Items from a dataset
* * *
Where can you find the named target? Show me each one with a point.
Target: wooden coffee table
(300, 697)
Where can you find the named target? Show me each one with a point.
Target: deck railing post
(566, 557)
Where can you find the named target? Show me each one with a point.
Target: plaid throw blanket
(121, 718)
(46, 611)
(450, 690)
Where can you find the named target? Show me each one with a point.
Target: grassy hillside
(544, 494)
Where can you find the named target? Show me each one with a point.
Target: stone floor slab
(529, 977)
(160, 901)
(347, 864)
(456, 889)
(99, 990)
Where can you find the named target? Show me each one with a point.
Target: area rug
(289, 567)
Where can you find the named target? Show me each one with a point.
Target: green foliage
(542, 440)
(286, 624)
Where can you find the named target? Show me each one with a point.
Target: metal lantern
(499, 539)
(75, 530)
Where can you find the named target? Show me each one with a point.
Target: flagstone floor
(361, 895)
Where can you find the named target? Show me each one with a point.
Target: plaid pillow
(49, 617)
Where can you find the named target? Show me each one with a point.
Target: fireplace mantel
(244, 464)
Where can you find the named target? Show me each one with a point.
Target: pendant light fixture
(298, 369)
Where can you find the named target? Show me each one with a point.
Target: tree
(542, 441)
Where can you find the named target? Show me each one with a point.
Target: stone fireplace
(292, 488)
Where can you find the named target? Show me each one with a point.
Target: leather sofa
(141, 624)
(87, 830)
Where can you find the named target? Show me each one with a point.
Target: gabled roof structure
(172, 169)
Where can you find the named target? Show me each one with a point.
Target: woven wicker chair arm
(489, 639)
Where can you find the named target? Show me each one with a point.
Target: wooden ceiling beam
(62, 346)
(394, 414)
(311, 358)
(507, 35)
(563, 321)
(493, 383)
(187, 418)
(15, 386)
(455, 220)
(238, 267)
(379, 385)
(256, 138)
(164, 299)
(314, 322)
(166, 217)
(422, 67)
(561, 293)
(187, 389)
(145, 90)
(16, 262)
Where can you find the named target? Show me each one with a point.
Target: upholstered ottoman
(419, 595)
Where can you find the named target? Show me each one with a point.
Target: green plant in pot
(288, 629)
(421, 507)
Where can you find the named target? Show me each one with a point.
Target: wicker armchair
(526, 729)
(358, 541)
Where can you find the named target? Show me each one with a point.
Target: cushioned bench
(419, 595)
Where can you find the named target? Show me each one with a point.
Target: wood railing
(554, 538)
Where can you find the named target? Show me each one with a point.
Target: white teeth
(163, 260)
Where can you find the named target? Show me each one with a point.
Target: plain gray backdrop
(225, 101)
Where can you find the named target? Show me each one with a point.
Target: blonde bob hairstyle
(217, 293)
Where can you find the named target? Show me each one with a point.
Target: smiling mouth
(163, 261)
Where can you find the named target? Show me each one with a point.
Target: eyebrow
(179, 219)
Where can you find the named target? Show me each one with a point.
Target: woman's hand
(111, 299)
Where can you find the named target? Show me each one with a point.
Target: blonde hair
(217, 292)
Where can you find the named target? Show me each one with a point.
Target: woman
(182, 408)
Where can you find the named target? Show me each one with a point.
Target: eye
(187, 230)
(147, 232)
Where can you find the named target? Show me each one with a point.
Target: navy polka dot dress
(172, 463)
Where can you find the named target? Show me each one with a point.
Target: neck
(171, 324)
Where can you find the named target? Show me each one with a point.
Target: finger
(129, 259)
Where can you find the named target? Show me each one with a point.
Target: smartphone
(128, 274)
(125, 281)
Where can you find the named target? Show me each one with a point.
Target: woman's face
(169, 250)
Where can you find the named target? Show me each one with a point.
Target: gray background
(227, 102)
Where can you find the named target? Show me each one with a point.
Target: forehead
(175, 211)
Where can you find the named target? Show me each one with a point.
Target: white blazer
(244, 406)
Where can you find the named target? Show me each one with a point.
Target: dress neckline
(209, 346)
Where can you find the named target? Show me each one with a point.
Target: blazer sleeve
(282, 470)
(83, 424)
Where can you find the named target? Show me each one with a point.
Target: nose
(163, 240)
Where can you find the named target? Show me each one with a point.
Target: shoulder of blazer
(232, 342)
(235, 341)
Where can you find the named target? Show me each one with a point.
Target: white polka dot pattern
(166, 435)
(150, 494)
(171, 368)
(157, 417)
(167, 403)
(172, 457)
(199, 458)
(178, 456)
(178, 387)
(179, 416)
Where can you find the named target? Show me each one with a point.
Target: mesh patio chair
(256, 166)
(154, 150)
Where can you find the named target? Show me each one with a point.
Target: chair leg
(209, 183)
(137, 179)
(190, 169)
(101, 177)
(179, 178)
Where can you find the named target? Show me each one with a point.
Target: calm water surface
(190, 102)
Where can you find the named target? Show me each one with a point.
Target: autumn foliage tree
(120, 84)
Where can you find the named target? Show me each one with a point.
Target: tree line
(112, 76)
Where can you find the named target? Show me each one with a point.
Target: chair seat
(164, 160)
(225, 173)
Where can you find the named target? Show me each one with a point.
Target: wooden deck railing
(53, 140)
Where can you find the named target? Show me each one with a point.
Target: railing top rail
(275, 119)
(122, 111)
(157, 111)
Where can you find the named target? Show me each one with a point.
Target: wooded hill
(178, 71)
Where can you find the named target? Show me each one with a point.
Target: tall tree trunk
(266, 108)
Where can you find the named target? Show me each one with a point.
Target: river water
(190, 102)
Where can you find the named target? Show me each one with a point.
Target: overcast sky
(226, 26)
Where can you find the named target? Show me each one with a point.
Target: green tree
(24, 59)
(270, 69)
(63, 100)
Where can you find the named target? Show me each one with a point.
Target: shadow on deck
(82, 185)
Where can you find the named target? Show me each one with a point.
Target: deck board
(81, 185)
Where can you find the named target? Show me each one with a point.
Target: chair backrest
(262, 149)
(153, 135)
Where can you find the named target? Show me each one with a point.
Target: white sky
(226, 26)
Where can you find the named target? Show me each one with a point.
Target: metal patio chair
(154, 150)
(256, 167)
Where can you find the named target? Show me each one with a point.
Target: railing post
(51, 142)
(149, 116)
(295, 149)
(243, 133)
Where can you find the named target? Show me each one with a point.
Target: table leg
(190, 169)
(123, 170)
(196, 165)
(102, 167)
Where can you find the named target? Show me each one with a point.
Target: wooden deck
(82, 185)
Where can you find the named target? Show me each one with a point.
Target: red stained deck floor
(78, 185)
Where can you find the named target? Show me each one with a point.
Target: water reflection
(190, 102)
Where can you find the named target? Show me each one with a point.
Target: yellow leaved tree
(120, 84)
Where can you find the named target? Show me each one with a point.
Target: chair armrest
* * *
Your instructions:
Restate the entries above. Match them exactly.

Finished task:
Where can you find the named target? Show me each one with a point.
Target: wooden coffee table
(300, 697)
Where can you find the named target? Show me each one with a point.
Target: deck railing post
(566, 557)
Where can you find the named target? Show me each one with a point.
Target: plaid throw blanket
(121, 718)
(46, 611)
(450, 690)
Where can you find the named target? Show me each one with a point.
Target: grassy hillside
(544, 494)
Where can you find the named target? Show me each one with a point.
Target: stone floor slab
(529, 977)
(160, 901)
(347, 864)
(456, 889)
(99, 990)
Where can you find the named target? Show me each one with a point.
Target: area rug
(289, 567)
Where can you find the named target? Show me each one with a point.
Target: green foliage
(542, 440)
(286, 624)
Where can you find the named target? Show me each one with a point.
Target: metal lantern
(499, 539)
(75, 530)
Where can you find the named target? Show me each one with a point.
Target: flagstone floor
(361, 895)
Where can you find the named target? Show me each one with a point.
Target: plaid pillow
(49, 617)
Where can you find the named target? Show me each one with a point.
Target: fireplace mantel
(244, 464)
Where can you find the named target? Show me each one with a point.
Target: pendant light fixture
(298, 369)
Where can you find the named target? Show me each one with a point.
Target: tree
(542, 441)
Where can you find the named target? Show me each one with a point.
Target: stone fireplace
(292, 488)
Where can you find the named target? Show me each one with a point.
Target: leather sofa
(141, 624)
(87, 830)
Where can you find the named target? Show me each one with a point.
Target: gabled roof structure
(172, 169)
Where can you find the named target? Show me each one with a point.
Target: woven wicker chair arm
(489, 639)
Where can you find the named target? Show me each one with a point.
Target: wooden ceiling beam
(62, 346)
(394, 414)
(311, 358)
(507, 35)
(563, 321)
(493, 383)
(187, 418)
(15, 386)
(455, 220)
(238, 267)
(379, 385)
(256, 138)
(164, 299)
(314, 322)
(166, 217)
(422, 67)
(561, 293)
(187, 389)
(145, 90)
(16, 262)
Where can you find the named target? Show me each one with a point.
Target: upholstered ottoman
(419, 595)
Where can you find the named target? Show me each one with a point.
Target: green plant in pot
(288, 629)
(421, 507)
Where can you find the named target? Show me each one with a point.
Target: wicker armchair
(526, 729)
(358, 541)
Where can you find the named target? Show me each one with a point.
Target: cushioned bench
(419, 595)
Where can you find the named target? Show me each one with a point.
Target: wood railing
(554, 538)
Where can you find the named target? Show me each one with a point.
Target: white teeth
(163, 260)
Where can you find the named target? Show me each one with a point.
Target: plain gray backdrop
(225, 101)
Where can you find the named target? Show me each one with a point.
Target: blonde bob hairstyle
(217, 293)
Where can you find the named target? Show me each one with a point.
Target: smiling mouth
(163, 261)
Where can you find the named target? Show me each one with a point.
Target: eyebrow
(179, 219)
Where can you find the named target? Show me each one with a point.
Target: woman's hand
(111, 299)
Where can you find the named target? Show me each one with a point.
Target: blonde hair
(217, 292)
Where can you find the named target? Show me each one with a point.
Target: woman
(182, 408)
Where can you find the named target? Show me each one with a point.
Target: eye
(187, 230)
(147, 232)
Where can you find the named target? Show me each one with a point.
Target: navy polka dot dress
(172, 463)
Where can you find the named target? Show me each one with a point.
Target: neck
(171, 324)
Where can you find the named target? Show me each one with a point.
Target: finger
(129, 259)
Where can you find the named target? Show me each one with a point.
Target: smartphone
(128, 274)
(125, 281)
Where can you find the named target? Show me each one with a point.
Target: woman's face
(169, 250)
Where can you find the named target? Show me each one with a point.
Target: gray background
(227, 102)
Where can you find the named target? Show me each one with a point.
Target: forehead
(175, 211)
Where can you find the named target? Show me each one with a point.
Target: white blazer
(244, 406)
Where can you find the named target? Show me each one with a point.
Target: dress neckline
(209, 346)
Where can you find the named target? Show me each one with a point.
Target: blazer sleeve
(282, 470)
(83, 424)
Where can you find the named target? Show me each one with a point.
Target: nose
(163, 240)
Where can you find the named target? Show me each one with a point.
Target: shoulder of blazer
(232, 342)
(235, 341)
Where can you find the named target? Show me each one with a point.
Target: white polka dot pattern
(166, 435)
(150, 494)
(171, 368)
(157, 417)
(167, 403)
(172, 457)
(199, 458)
(178, 456)
(178, 387)
(179, 416)
Where can you find the named target? Show me each one with a point.
Target: mesh patio chair
(256, 166)
(154, 150)
Where can you find the named target? Show me each one with a point.
Target: chair leg
(209, 183)
(137, 179)
(190, 169)
(101, 177)
(179, 178)
Where can you find the named target? Show me each one with a point.
Target: calm water surface
(190, 102)
Where can you find the named target? Show me each one with a point.
Target: autumn foliage tree
(120, 84)
Where can you find the named target? Show me each one with a point.
Target: tree line
(112, 76)
Where can you find the named target? Show me each one with a point.
Target: chair seat
(164, 160)
(225, 173)
Where can you find the named target? Show me each one with a point.
Target: wooden deck railing
(53, 140)
Where can you find the named target? Show me each one with a point.
Target: railing top rail
(275, 119)
(122, 111)
(157, 111)
Where can you find the named target? Show me each one with a point.
Target: wooded hill
(178, 71)
Where can you find the named target? Show me each one with a point.
Target: tall tree trunk
(266, 108)
Where can you find the named target? Show me each one with a point.
Target: river water
(190, 102)
Where can you find the named target? Show me each one with a point.
Target: overcast sky
(226, 26)
Where can you find the named target? Show me each one with a point.
Target: green tree
(24, 59)
(270, 69)
(63, 100)
Where can you find the named target? Show me each one with a point.
Target: shadow on deck
(82, 185)
Where can you find the named target? Show me each one with a point.
Target: deck board
(81, 185)
Where can you find the named target? Show me each one with a point.
Target: chair backrest
(262, 149)
(153, 135)
Where can you find the named target? Show me each one with a point.
Target: white sky
(226, 26)
Where can you find the named target? Show me each one with a point.
Target: metal patio chair
(154, 150)
(256, 167)
Where can you find the named target? Show me each one with a point.
Target: railing post
(51, 142)
(149, 116)
(295, 149)
(243, 133)
Where can you find the named target? Show me each one with a point.
Target: table leg
(190, 169)
(123, 170)
(196, 165)
(102, 167)
Where can you find the named target? Show me each one with a point.
Target: wooden deck
(82, 185)
Where can you find the named target? Show me each one with a point.
Target: red stained deck floor
(78, 185)
Where can you find the named target? Show me each one with a point.
Target: water reflection
(190, 102)
Where can you find the named target? Show me each one with a point.
Target: yellow leaved tree
(120, 84)
Where can you find the named target? Show me each one with a point.
Target: chair armrest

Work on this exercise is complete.